Extinct genus of bird

Xenorhynchopsis is an extinct genus of flamingo from the Pliocene to Pleistocene Lake Eyre basin of Australia. Initially described as species of stork, the two known Xenorhynchopsis species are vastly different in size. X. minor is the older and smaller of the two species, ranging from the Pliocene to Pleistocene and being described as having reached a size smaller than that of the lesser flamingo. X. tibialis meanwhile appears to have been restricted to Pleistocene strata and was notably bigger, being counted as one of the biggest known flamingos in the fossil record.

==History==
The fossils of Xenorhynchopsis were initially described by Charles Walter de Vis in 1905, who recognized two species he named Xenorhynchopsis minor and Xenorhynchopsis tibialis respectively. Possibly due to the fact that de Vis lacked flamingo material in his collection to compare the fossils to, he assigned the genus to the Ciconiidae, the storks. X. tibialis, the larger of the two species, was described on the basis of a humerus and a tibiotarsus found in the Lower Cooper Creek. The smaller species X. minor meanwhile is known from multiple remains of the humerus and tibiotarsus discovered in Pliocene to Pleistocene sediments of Lake Kanunka and the Lower Cooper Creek. Rich and colleagues, who published a revision of the Pliocene and Pleistocene flamingo fossils of material, write that the remains are too fragmentary to determine whether or not these species should be placed in the same genera as modern flamingos. They subsequently retain the genus names coined by de Vis for the sake of convenience.

==Description==
The traits that distinguish Xenorhynchopsis from other flamingo genera are deemed questionable by Rich and colleagues. The distal end of the tibiotarsus is described as deeper than it is wide with a shaft that flares less towards the distal end when compared to extant species. Towards the distal end the tendinal canal has larger openings, another trait shared by both species and setting them apart from modern flamingos. Additionally, the internal condyle lacks a notch in both species.

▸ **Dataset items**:

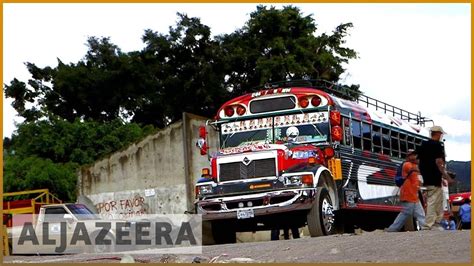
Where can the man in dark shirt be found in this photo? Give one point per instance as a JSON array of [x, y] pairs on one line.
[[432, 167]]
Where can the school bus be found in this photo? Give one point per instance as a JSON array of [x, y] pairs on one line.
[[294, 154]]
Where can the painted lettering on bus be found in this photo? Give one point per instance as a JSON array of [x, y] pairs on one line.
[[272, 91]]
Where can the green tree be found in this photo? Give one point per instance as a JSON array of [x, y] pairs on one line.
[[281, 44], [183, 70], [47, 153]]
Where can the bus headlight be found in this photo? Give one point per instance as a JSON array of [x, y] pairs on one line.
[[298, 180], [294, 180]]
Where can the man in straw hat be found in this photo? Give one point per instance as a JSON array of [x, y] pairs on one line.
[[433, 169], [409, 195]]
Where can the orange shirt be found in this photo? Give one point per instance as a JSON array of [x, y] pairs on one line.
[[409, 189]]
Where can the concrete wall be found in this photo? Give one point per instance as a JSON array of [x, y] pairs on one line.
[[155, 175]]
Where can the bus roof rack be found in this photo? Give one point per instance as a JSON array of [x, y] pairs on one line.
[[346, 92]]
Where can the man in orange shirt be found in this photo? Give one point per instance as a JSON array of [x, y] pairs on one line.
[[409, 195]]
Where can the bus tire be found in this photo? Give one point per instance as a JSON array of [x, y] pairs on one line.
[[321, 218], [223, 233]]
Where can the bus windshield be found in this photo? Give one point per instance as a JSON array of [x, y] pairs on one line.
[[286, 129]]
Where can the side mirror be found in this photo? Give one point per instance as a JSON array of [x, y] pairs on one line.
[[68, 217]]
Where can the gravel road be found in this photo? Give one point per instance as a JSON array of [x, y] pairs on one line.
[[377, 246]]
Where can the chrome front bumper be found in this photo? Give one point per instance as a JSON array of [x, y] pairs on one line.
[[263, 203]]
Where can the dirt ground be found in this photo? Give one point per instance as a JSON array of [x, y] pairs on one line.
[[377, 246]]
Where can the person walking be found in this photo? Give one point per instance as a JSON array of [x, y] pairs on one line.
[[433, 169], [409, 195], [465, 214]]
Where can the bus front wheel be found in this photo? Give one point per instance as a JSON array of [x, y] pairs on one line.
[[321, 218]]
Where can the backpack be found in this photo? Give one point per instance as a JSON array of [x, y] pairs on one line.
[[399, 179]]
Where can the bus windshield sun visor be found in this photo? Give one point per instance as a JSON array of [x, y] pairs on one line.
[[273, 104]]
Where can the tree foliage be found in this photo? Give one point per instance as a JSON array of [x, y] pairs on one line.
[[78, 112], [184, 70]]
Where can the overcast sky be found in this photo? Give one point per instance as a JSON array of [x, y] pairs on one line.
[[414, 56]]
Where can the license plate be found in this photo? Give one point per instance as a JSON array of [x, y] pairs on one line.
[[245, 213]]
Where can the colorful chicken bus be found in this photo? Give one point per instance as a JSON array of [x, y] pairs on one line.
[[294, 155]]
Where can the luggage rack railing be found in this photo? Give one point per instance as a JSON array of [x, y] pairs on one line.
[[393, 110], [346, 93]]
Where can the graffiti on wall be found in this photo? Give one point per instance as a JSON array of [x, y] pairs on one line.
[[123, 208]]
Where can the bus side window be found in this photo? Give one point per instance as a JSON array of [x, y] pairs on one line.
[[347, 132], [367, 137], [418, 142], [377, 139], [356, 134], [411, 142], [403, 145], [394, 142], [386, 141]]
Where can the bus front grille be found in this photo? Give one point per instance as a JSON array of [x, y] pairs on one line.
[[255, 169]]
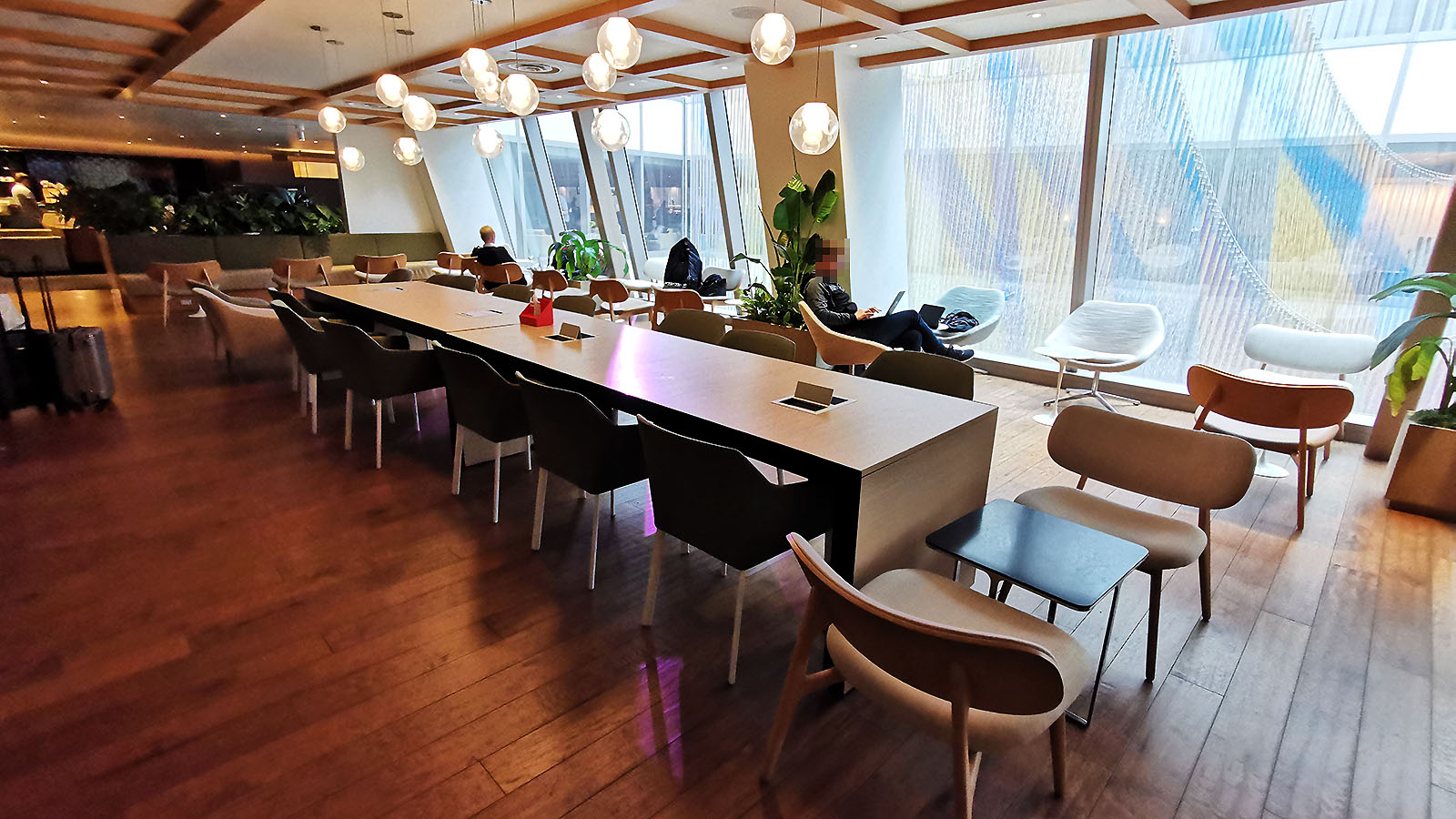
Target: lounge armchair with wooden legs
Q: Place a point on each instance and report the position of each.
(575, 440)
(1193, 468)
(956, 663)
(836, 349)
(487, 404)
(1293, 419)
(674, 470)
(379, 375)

* * *

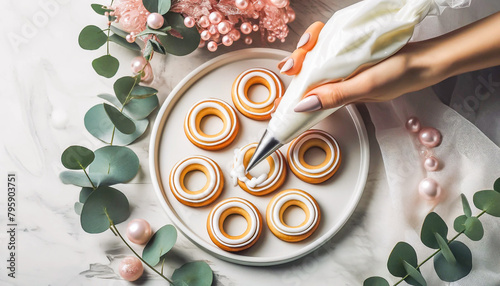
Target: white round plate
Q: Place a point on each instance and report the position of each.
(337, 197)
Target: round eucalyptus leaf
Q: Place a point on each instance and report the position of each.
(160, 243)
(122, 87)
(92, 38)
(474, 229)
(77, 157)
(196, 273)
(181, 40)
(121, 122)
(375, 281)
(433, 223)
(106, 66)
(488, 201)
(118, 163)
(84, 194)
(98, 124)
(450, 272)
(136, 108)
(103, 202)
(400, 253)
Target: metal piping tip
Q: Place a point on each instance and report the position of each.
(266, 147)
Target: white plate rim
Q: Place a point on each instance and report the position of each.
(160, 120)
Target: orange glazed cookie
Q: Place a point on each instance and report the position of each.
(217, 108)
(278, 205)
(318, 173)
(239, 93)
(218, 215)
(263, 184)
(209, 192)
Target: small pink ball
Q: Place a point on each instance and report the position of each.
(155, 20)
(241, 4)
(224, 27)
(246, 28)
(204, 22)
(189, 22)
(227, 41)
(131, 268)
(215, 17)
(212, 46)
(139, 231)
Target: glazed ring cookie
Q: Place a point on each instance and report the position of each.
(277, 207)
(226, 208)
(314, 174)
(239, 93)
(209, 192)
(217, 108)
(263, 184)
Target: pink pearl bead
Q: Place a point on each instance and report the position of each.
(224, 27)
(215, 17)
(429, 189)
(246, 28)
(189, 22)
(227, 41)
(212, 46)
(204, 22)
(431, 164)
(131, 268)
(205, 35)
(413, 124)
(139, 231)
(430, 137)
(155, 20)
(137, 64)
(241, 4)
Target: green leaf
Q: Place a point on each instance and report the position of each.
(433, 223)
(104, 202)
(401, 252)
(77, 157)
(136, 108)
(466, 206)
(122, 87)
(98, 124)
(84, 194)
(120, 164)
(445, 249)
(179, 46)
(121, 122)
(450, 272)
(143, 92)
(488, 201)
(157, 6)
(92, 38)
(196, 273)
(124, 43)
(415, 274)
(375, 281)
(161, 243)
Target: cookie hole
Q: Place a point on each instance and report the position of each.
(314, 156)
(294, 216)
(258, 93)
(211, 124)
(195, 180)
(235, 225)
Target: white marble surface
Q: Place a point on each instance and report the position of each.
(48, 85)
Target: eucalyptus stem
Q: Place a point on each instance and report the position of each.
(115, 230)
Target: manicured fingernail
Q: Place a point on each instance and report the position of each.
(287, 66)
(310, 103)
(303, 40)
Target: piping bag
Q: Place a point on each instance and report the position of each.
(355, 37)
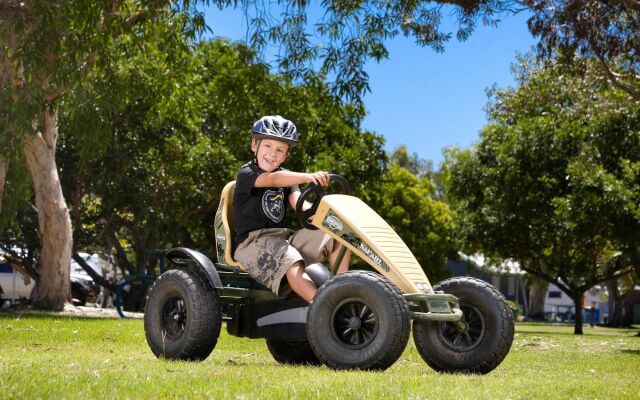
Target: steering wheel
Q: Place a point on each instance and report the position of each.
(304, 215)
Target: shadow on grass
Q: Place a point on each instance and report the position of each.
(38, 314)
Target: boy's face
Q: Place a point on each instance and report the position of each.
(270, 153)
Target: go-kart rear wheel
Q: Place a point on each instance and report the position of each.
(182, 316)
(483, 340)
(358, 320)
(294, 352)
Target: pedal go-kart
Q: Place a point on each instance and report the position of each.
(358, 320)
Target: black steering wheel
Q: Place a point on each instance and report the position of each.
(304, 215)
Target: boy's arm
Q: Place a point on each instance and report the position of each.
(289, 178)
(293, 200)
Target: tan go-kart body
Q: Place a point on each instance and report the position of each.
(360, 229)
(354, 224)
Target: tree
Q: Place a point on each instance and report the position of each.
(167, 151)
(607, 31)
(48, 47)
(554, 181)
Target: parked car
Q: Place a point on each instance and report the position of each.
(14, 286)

* * *

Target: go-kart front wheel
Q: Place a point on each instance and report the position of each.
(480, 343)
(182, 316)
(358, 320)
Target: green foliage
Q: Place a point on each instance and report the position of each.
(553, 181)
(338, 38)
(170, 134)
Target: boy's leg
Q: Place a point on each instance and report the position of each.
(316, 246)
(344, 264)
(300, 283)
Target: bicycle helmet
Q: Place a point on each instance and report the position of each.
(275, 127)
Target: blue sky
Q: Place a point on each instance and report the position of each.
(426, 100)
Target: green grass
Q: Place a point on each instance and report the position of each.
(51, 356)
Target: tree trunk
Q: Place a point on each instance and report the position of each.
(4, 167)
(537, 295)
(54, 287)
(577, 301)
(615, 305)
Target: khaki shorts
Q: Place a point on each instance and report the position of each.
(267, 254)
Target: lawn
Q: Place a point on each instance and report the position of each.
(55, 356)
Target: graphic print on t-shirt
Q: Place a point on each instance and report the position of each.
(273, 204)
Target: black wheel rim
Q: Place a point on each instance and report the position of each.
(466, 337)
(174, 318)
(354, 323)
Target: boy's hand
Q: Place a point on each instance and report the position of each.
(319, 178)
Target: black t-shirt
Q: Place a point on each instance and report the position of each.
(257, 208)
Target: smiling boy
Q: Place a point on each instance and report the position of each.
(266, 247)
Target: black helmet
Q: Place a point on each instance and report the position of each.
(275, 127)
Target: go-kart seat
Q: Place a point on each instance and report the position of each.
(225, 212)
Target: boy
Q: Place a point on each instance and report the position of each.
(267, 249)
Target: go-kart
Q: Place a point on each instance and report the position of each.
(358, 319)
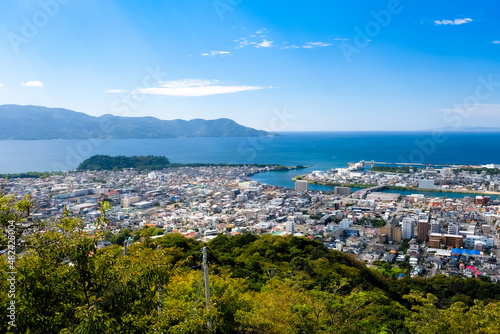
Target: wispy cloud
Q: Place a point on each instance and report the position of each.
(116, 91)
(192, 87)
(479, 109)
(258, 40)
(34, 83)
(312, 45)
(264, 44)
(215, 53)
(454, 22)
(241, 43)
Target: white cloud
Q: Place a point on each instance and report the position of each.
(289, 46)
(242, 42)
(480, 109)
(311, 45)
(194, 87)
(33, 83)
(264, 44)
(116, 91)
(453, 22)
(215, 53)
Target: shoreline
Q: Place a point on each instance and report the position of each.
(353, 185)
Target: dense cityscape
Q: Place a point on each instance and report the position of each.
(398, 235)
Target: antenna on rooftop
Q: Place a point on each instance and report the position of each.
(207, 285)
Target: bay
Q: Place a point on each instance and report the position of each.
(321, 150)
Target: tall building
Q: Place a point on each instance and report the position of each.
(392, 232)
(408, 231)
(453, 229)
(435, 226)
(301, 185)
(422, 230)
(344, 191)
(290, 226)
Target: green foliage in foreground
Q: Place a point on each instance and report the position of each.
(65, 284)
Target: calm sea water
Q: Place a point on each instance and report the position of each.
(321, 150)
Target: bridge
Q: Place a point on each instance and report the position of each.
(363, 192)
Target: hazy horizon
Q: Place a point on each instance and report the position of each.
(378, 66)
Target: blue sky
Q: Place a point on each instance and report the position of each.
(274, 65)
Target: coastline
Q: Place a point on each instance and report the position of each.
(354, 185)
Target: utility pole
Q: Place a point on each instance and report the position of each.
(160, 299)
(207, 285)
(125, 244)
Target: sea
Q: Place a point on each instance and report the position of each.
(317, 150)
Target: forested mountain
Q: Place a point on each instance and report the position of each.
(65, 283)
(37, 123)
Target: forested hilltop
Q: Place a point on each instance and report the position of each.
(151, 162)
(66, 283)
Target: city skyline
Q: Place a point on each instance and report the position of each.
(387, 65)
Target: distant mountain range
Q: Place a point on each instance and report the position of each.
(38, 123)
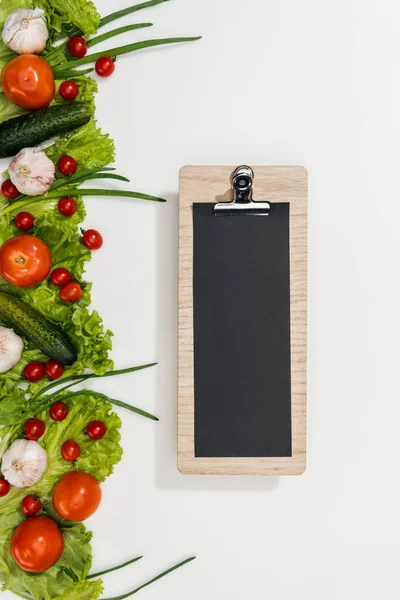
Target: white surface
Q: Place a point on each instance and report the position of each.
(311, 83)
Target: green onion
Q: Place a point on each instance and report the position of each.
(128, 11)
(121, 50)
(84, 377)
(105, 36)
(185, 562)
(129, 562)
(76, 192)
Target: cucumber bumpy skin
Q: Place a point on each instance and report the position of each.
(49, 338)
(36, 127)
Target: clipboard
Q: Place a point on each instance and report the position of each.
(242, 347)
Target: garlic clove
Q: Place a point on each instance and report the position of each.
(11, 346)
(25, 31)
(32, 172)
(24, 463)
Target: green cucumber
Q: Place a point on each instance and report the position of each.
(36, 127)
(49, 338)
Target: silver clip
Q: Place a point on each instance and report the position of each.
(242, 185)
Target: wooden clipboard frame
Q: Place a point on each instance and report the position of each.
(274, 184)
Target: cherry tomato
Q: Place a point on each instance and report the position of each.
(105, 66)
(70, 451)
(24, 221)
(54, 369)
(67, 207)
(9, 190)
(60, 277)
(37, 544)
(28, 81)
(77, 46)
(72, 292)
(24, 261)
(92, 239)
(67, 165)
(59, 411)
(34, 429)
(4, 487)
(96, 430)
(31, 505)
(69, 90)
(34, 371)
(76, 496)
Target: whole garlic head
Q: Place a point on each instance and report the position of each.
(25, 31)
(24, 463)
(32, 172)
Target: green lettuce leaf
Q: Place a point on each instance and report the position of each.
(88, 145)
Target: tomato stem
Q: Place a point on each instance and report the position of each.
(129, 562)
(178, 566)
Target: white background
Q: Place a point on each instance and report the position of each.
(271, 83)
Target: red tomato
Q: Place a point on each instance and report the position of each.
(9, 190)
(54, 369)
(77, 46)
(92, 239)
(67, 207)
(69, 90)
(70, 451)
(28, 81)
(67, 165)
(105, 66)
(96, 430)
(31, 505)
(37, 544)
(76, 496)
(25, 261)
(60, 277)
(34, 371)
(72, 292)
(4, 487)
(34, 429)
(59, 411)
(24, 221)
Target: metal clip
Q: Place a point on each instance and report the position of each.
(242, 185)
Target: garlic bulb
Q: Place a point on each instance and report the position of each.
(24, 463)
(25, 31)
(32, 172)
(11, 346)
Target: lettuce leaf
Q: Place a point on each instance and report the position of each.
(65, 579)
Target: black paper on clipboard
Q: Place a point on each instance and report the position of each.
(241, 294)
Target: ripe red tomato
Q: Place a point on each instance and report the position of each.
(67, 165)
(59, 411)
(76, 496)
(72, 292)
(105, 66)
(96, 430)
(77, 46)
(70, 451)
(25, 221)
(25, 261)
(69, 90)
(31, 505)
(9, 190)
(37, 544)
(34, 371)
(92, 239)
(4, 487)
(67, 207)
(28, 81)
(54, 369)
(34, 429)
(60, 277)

▸ **APPLY WHAT YOU READ**:
A: Reproduce the Xenorhynchopsis article from "Extinct genus of bird" up to and including "the fossil record.".
B: Answer these questions from the Xenorhynchopsis article:
(i) In what year did Charles Walter de Vis first describe the fossils?
(ii) To which family did de Vis assign the genus?
(iii) What does the internal condyle lack in both species?
C: Go on with the Xenorhynchopsis article from its last sentence.

▸ **ANSWER SET**:
A:
Extinct genus of bird

Xenorhynchopsis is an extinct genus of flamingo from the Pliocene to Pleistocene Lake Eyre basin of Australia. Initially described as species of stork, the two known Xenorhynchopsis species are vastly different in size. X. minor is the older and smaller of the two species, ranging from the Pliocene to Pleistocene and being described as having reached a size smaller than that of the lesser flamingo. X. tibialis meanwhile appears to have been restricted to Pleistocene strata and was notably bigger, being counted as one of the biggest known flamingos in the fossil record.

B:
(i) 1905
(ii) The Ciconiidae, the storks
(iii) A notch

C:
The fossil material of X. tibialis resembles the black-necked stork in size and is larger than that of extant flamingos. Rich and colleagues write that only Phoeniconotius exceeds Xenorhynchopsis tibialis in size. X. minor meanwhile is somewhat smaller, if stouter, than the lesser flamingo and approximately in the same size range as Phoenicopterus stocki and Phoenicopterus minutus.

==Paleobiology==
During the Pliocene at least three flamingo species existed at Lake Kanunka, Xenorhynchopsis minor, Phoeniconaias proeses and what may be the modern greater flamingo. Xenorhynchopsis tibialis appears to have been limited to the Pleistocene and possibly died out when the inland lakes these birds depended on dried up, leading to the local extinction of flamingos in Australia. All four species could be found in the sediments of Lower Cooper Creek, however due to them appearing in different localities, many of which lack precise information regarding their age, it is uncertain if they actually occurred alongside one another. According to Camens and Worthy, footprints found in the Tirari Formation may have been left by Xenorhynchopsis minor, as they appear to be too large to be attributed to P. proeses and too small to have belonged to X. tibialis. The greater flamingo is however another possible candidate.